**Documento:**

-------------------------

En este sentido, es importante para no perder el sentido común y la percepción de la realidad realizar algunas comparaciones entre el fútbol masculino y el femenino con algunos datos básicos. Así, por ejemplo, el último mundial de balompié ganado por nuestras compatriotas produjo unos ingresos totales de unos 570 millones de dólares, mientras que el de Qatar 2018 generó 7.500. La final del primero fue seguida por 13,3 millones de espectadores; la segunda por 3,57 miles de millones. Esta brutal disparidad de audiencias no parece ser achacable a una conjura del patriarcado global, sino tal vez a una decisión libre y espontánea de la gente.

En los últimos mundiales de fútbol, las jugadoras, con una productividad inferior a la de los jugadores, obtuvieron remuneraciones relativas superiores a las de ellos

Si se habla y se insiste en la disparidad salarial, al margen de los demoledores datos apuntados, es interesante apuntar un dato relevante. En el último mundial de fútbol masculino, los jugadores se llevaron el 7% de los ingresos totales generados por el evento; en el femenino, el 20%. Esto significa que, en términos relativos, las futbolistas tuvieron una mayor proporción en la tarta; menor en cuantía total, obviamente, porque su campeonato facturó mucho menos. En otras palabras, las jugadoras, con una productividad inferior a la de los jugadores, obtuvieron remuneraciones relativas superiores a las de ellos.

-------------------------

**Registros mostrados:**

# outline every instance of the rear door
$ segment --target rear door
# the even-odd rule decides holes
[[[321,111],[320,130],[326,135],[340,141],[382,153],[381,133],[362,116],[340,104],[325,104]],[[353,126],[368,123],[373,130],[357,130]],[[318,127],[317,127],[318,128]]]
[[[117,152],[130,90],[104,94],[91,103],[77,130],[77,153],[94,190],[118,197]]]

-------------------------

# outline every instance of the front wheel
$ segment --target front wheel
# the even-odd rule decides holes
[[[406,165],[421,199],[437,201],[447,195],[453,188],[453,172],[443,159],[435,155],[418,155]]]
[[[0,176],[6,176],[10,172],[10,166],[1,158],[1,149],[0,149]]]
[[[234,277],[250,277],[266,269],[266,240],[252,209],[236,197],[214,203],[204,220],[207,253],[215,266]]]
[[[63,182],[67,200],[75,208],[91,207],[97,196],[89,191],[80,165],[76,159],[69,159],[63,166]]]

-------------------------

**Instrucciones:**
1. Vuelve a escribir el fragmento del texto sobre los mundiales de fútbol comprendido entre "En este sentido, es" y "de la gente.", ambos incluidos.
2. Continúa el texto sobre los mundiales de fútbol masculino y femenino a partir del punto en que termina.
No es necesario consultar los registros.

**Respuestas por tarea:**
1.
En este sentido, es importante para no perder el sentido común y la percepción de la realidad realizar algunas comparaciones entre el fútbol masculino y el femenino con algunos datos básicos. Así, por ejemplo, el último mundial de balompié ganado por nuestras compatriotas produjo unos ingresos totales de unos 570 millones de dólares, mientras que el de Qatar 2018 generó 7.500. La final del primero fue seguida por 13,3 millones de espectadores; la segunda por 3,57 miles de millones. Esta brutal disparidad de audiencias no parece ser achacable a una conjura del patriarcado global, sino tal vez a una decisión libre y espontánea de la gente.

2.
Si se da un paso más y se plantea el caso concreto de España, el fútbol profesional generó durante la temporada 2021-2022 hasta 18.350 millones de euros contabilizando los efectos directos, indirectos e inducidos, lo que equivale a un 1,44% del PIB español. En esa misma competición, el femenino arrojó unas pérdidas de casi 20 millones de euros. Para ser precisos, 19.993.263 euros. Esto no obedece de nuevo a ninguna conspiración machista, sino al hecho de algo evidente: los individuos tienen el mal gusto y la pésima costumbre, quizá derivada de su ancestral herencia patriarcal, de preferir ver partidos de hombres que de mujeres.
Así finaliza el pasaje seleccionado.